● **Data in this exercise**
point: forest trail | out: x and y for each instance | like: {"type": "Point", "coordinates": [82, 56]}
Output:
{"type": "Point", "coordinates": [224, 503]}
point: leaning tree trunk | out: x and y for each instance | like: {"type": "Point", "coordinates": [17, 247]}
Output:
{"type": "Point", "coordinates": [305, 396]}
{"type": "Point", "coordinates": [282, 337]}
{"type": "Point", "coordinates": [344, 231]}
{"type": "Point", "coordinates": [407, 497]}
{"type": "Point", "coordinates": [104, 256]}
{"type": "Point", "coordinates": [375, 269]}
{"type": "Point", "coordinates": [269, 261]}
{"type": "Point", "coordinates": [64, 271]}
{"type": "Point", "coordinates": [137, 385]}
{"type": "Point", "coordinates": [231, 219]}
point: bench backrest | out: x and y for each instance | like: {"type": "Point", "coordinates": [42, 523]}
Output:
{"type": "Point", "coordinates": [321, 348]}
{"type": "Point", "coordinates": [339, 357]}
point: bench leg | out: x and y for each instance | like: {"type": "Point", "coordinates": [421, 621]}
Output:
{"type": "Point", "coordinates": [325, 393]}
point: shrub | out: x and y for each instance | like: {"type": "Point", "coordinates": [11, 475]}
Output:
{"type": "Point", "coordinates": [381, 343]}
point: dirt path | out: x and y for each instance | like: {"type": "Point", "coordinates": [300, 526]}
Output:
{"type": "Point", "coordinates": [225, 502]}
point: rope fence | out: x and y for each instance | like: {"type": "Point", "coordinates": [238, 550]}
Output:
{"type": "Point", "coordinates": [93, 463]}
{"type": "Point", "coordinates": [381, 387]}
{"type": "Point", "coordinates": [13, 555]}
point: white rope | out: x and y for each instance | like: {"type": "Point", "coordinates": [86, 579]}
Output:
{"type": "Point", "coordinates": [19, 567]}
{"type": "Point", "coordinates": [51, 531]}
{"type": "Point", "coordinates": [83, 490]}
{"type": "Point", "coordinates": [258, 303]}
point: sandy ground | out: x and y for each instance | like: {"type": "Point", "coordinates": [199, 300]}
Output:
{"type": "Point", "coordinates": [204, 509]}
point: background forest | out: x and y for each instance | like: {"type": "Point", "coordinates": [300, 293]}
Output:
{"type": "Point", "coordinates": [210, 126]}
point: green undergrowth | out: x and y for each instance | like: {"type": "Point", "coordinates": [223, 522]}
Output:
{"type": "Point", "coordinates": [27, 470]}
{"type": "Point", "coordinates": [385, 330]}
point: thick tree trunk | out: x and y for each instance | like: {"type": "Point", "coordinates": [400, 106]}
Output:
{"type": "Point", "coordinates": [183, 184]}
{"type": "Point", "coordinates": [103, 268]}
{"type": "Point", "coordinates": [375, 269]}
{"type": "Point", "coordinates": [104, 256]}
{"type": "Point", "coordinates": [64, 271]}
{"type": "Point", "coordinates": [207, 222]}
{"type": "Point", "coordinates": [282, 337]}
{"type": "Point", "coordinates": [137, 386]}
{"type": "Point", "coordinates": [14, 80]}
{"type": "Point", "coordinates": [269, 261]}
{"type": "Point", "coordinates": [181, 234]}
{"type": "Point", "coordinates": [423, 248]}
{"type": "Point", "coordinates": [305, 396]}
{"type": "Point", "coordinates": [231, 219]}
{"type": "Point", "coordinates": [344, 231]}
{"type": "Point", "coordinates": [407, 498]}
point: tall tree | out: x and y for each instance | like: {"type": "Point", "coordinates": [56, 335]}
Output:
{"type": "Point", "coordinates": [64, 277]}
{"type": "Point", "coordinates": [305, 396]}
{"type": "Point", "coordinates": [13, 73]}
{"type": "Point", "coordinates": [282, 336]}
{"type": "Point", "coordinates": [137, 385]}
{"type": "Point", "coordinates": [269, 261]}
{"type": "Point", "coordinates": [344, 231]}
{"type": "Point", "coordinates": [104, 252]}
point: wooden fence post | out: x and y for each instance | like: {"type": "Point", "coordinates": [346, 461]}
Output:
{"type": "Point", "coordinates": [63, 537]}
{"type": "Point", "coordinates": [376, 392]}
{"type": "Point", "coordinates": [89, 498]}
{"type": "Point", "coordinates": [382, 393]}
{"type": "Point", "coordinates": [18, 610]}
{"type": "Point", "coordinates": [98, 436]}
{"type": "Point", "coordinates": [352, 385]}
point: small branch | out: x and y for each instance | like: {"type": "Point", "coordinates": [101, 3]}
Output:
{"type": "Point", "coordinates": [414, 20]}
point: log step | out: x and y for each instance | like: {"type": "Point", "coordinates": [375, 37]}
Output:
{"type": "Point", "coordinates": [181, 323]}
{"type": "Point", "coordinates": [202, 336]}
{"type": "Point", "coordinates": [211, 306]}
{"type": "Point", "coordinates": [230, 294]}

● **Work required**
Please give every entry again, precisely as it appears.

● **Task response**
point: forest trail | out: x and y for each instance | like: {"type": "Point", "coordinates": [82, 56]}
Output:
{"type": "Point", "coordinates": [224, 503]}
point: leaning tree trunk | out: x and y for each instance | like: {"type": "Point", "coordinates": [17, 247]}
Output:
{"type": "Point", "coordinates": [305, 396]}
{"type": "Point", "coordinates": [282, 337]}
{"type": "Point", "coordinates": [344, 231]}
{"type": "Point", "coordinates": [407, 497]}
{"type": "Point", "coordinates": [104, 256]}
{"type": "Point", "coordinates": [375, 269]}
{"type": "Point", "coordinates": [269, 261]}
{"type": "Point", "coordinates": [64, 271]}
{"type": "Point", "coordinates": [137, 385]}
{"type": "Point", "coordinates": [231, 219]}
point: bench backrest | out: x and y for each instance | like: {"type": "Point", "coordinates": [42, 523]}
Output:
{"type": "Point", "coordinates": [321, 348]}
{"type": "Point", "coordinates": [339, 357]}
point: bench leg | out: x and y for each instance | like: {"type": "Point", "coordinates": [421, 621]}
Output:
{"type": "Point", "coordinates": [325, 393]}
point: shrub | out: x and y for each instance | like: {"type": "Point", "coordinates": [11, 475]}
Output:
{"type": "Point", "coordinates": [381, 343]}
point: dirt path | out: x and y for each instance | like: {"type": "Point", "coordinates": [300, 526]}
Output:
{"type": "Point", "coordinates": [225, 502]}
point: rope fence | out: x and y for each instance | like: {"type": "Point", "coordinates": [238, 550]}
Output:
{"type": "Point", "coordinates": [93, 463]}
{"type": "Point", "coordinates": [381, 387]}
{"type": "Point", "coordinates": [13, 555]}
point: white rope | out: x and y for each instance | like: {"type": "Point", "coordinates": [86, 579]}
Output:
{"type": "Point", "coordinates": [19, 567]}
{"type": "Point", "coordinates": [51, 531]}
{"type": "Point", "coordinates": [83, 490]}
{"type": "Point", "coordinates": [258, 303]}
point: sandy ground | out: x and y for each instance | like: {"type": "Point", "coordinates": [199, 300]}
Output:
{"type": "Point", "coordinates": [204, 509]}
point: background forest | out: x and y for each instance | like: {"type": "Point", "coordinates": [300, 293]}
Output:
{"type": "Point", "coordinates": [210, 126]}
point: green undergrowth | out: x and y for each instance | like: {"type": "Point", "coordinates": [223, 522]}
Output:
{"type": "Point", "coordinates": [27, 470]}
{"type": "Point", "coordinates": [385, 330]}
point: thick tree trunk | out: x and y for each instance | like: {"type": "Point", "coordinates": [400, 106]}
Output:
{"type": "Point", "coordinates": [183, 184]}
{"type": "Point", "coordinates": [103, 268]}
{"type": "Point", "coordinates": [375, 269]}
{"type": "Point", "coordinates": [104, 256]}
{"type": "Point", "coordinates": [64, 271]}
{"type": "Point", "coordinates": [207, 222]}
{"type": "Point", "coordinates": [282, 337]}
{"type": "Point", "coordinates": [137, 386]}
{"type": "Point", "coordinates": [14, 80]}
{"type": "Point", "coordinates": [269, 261]}
{"type": "Point", "coordinates": [181, 234]}
{"type": "Point", "coordinates": [423, 248]}
{"type": "Point", "coordinates": [305, 396]}
{"type": "Point", "coordinates": [231, 219]}
{"type": "Point", "coordinates": [344, 231]}
{"type": "Point", "coordinates": [407, 498]}
point: tall tree | out: x and y for each instance | like: {"type": "Point", "coordinates": [56, 335]}
Output:
{"type": "Point", "coordinates": [64, 277]}
{"type": "Point", "coordinates": [305, 396]}
{"type": "Point", "coordinates": [13, 73]}
{"type": "Point", "coordinates": [282, 336]}
{"type": "Point", "coordinates": [137, 385]}
{"type": "Point", "coordinates": [269, 261]}
{"type": "Point", "coordinates": [344, 231]}
{"type": "Point", "coordinates": [104, 252]}
point: wooden fence post | out: x and y for each instance | like: {"type": "Point", "coordinates": [346, 461]}
Output:
{"type": "Point", "coordinates": [63, 537]}
{"type": "Point", "coordinates": [376, 392]}
{"type": "Point", "coordinates": [89, 498]}
{"type": "Point", "coordinates": [382, 393]}
{"type": "Point", "coordinates": [18, 610]}
{"type": "Point", "coordinates": [98, 436]}
{"type": "Point", "coordinates": [352, 385]}
point: small branch | out: x and y for each instance | like: {"type": "Point", "coordinates": [101, 3]}
Output:
{"type": "Point", "coordinates": [414, 20]}
point: log step | out: x and y for each instance | like: {"type": "Point", "coordinates": [375, 37]}
Output:
{"type": "Point", "coordinates": [181, 323]}
{"type": "Point", "coordinates": [202, 336]}
{"type": "Point", "coordinates": [211, 306]}
{"type": "Point", "coordinates": [230, 294]}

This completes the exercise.